> **Exercise directions**
Begin at the line containing "point(656, 231)" in the data below and go on through the line containing "point(234, 434)", repeating each line exactly; include both ends and no other line.

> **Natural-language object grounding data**
———

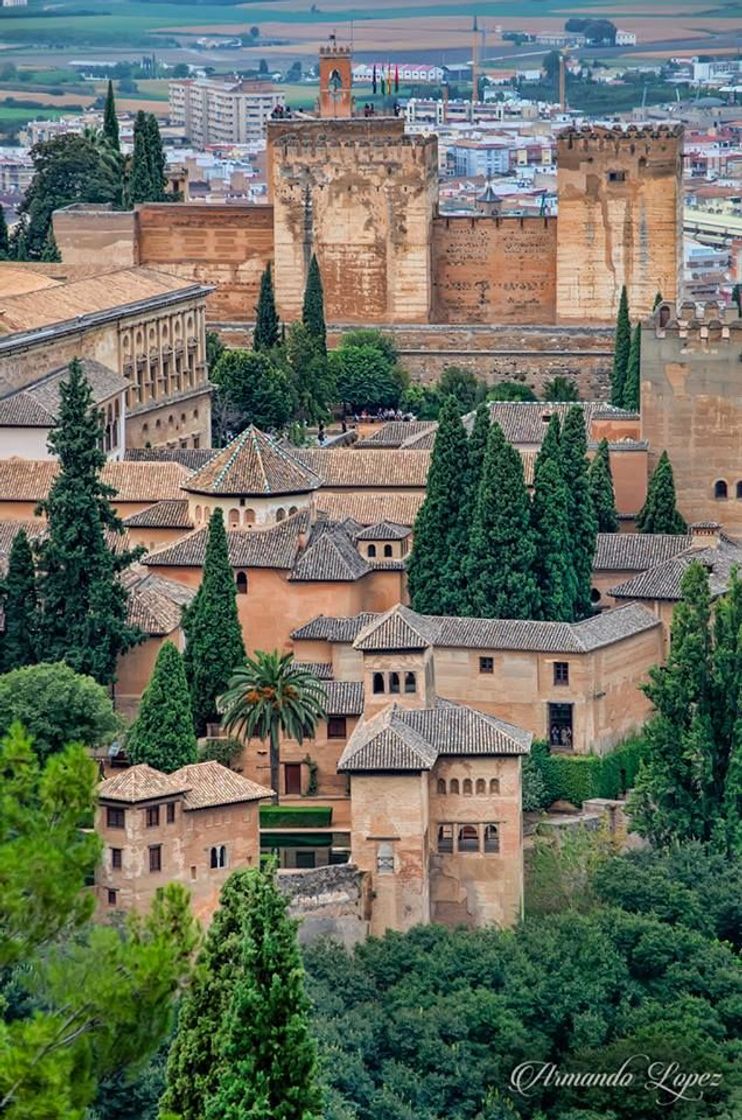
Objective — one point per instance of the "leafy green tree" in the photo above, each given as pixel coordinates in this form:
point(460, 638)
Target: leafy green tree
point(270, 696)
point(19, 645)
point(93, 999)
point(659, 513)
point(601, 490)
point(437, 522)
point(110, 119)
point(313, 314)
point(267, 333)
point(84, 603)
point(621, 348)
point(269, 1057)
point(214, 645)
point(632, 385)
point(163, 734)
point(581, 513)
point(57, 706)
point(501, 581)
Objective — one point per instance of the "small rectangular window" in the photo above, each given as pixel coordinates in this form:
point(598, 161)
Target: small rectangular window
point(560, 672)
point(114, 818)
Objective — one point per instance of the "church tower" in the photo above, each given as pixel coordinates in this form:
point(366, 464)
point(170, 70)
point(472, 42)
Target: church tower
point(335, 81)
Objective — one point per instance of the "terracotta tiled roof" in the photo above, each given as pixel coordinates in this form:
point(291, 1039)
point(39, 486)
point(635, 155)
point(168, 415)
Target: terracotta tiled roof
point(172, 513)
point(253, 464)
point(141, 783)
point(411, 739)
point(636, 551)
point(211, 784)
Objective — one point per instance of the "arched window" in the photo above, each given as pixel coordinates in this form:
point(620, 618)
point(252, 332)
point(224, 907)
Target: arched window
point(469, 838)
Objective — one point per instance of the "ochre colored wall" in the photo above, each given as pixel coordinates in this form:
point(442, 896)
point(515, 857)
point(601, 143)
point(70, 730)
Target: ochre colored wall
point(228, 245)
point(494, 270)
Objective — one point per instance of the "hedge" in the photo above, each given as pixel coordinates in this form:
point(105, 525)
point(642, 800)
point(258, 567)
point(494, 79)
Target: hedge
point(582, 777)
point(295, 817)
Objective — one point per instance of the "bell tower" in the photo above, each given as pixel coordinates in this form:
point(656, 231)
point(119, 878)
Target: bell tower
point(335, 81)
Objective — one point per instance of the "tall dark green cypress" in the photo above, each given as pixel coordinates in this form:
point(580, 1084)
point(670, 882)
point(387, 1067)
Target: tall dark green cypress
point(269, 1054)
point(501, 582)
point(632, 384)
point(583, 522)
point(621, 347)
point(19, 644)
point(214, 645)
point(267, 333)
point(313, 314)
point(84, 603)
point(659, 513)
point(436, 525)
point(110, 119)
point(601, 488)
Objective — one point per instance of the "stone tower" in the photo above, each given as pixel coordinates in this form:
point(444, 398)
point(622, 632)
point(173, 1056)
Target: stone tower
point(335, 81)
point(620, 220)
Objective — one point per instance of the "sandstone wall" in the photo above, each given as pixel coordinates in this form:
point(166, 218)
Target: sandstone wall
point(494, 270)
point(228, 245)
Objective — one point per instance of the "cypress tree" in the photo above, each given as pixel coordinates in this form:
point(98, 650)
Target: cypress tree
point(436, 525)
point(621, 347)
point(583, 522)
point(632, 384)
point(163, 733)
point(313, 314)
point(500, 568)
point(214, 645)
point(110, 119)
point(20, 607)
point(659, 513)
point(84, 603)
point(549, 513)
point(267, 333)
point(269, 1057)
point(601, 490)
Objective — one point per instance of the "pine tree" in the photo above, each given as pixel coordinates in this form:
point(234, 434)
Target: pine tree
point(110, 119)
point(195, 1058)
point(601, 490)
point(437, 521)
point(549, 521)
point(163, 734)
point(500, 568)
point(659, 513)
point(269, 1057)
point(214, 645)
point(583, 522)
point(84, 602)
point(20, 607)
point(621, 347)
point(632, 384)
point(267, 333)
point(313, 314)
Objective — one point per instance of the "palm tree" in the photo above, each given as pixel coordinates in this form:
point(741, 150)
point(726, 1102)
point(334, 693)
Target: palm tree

———

> **Solution to the problem**
point(656, 231)
point(119, 878)
Target: bell tower
point(335, 81)
Objective — one point per instance of the "tall dark green cypress" in the photo above, each given as pixel coordinates in this form:
point(580, 1084)
point(670, 882)
point(387, 1067)
Target: tall dark green cypress
point(269, 1054)
point(501, 582)
point(632, 384)
point(583, 522)
point(621, 347)
point(19, 644)
point(214, 645)
point(267, 333)
point(313, 314)
point(84, 603)
point(659, 513)
point(436, 525)
point(110, 119)
point(601, 488)
Objective — one point per instance of the "stone tower" in the photo above, each given as pixel coordinates in this form:
point(444, 398)
point(622, 632)
point(173, 1056)
Target: stone tower
point(335, 81)
point(620, 220)
Objective — one point per instance of the "sandstone wall" in the photo above, each given as pixel coordinates in this form:
point(166, 218)
Target: sandstone wall
point(494, 270)
point(228, 245)
Objective — one point per instance of the "cypress tree" in the photo above, each given as pixel coordinates in this form:
point(98, 650)
Target: cypress tree
point(436, 525)
point(621, 347)
point(583, 522)
point(632, 384)
point(163, 733)
point(313, 314)
point(500, 568)
point(214, 645)
point(110, 119)
point(20, 607)
point(659, 513)
point(84, 603)
point(549, 513)
point(267, 333)
point(269, 1057)
point(601, 490)
Objective — one point per instance of the "pine tree" in the photo above, each given as pixel coordinates in this form:
point(234, 434)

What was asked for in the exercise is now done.